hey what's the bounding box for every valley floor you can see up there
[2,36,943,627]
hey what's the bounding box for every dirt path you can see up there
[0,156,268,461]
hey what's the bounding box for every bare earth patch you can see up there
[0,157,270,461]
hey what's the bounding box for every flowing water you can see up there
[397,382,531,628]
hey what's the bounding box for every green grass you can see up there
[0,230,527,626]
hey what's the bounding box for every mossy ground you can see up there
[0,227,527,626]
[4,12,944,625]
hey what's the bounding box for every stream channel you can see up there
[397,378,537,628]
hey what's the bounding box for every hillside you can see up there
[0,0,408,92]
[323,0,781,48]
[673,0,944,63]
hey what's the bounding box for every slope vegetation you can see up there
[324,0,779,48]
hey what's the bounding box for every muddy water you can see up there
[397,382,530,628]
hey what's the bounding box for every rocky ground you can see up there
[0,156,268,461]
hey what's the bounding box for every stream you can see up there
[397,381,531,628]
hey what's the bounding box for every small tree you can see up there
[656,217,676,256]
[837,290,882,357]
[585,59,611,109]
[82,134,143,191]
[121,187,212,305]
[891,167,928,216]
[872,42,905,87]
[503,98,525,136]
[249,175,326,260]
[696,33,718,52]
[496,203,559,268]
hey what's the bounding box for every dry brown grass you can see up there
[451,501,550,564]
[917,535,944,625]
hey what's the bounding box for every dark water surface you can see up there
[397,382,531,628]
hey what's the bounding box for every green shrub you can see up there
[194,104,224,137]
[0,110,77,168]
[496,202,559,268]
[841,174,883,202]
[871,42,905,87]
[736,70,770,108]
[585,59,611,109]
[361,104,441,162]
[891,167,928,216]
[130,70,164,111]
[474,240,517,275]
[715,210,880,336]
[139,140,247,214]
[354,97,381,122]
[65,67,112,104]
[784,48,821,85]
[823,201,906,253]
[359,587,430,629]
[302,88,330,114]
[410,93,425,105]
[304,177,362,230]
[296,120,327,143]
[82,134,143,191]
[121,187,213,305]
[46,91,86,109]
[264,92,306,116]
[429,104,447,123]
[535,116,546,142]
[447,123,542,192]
· · · · ·
Beginning with the line that holds "hey what's the bounding box for every dark" and ending with the last line of the listing, output every line exactly. Leave out everything else.

hey what's the bounding box for every dark water surface you can see up there
[397,382,531,628]
hey what's the bounding box for every green shrub you can see up there
[194,104,224,137]
[0,110,77,168]
[496,202,559,268]
[841,174,883,202]
[871,42,905,87]
[736,70,770,108]
[585,59,611,109]
[361,104,441,162]
[891,167,928,216]
[130,70,164,111]
[474,240,517,275]
[715,210,880,336]
[139,140,247,214]
[354,97,381,122]
[65,67,112,104]
[784,48,821,85]
[823,201,906,253]
[359,587,430,629]
[302,88,330,114]
[410,93,425,105]
[304,177,362,230]
[296,120,327,143]
[82,134,143,191]
[121,187,213,305]
[46,91,86,109]
[264,92,306,116]
[429,104,447,123]
[535,116,546,142]
[447,123,542,192]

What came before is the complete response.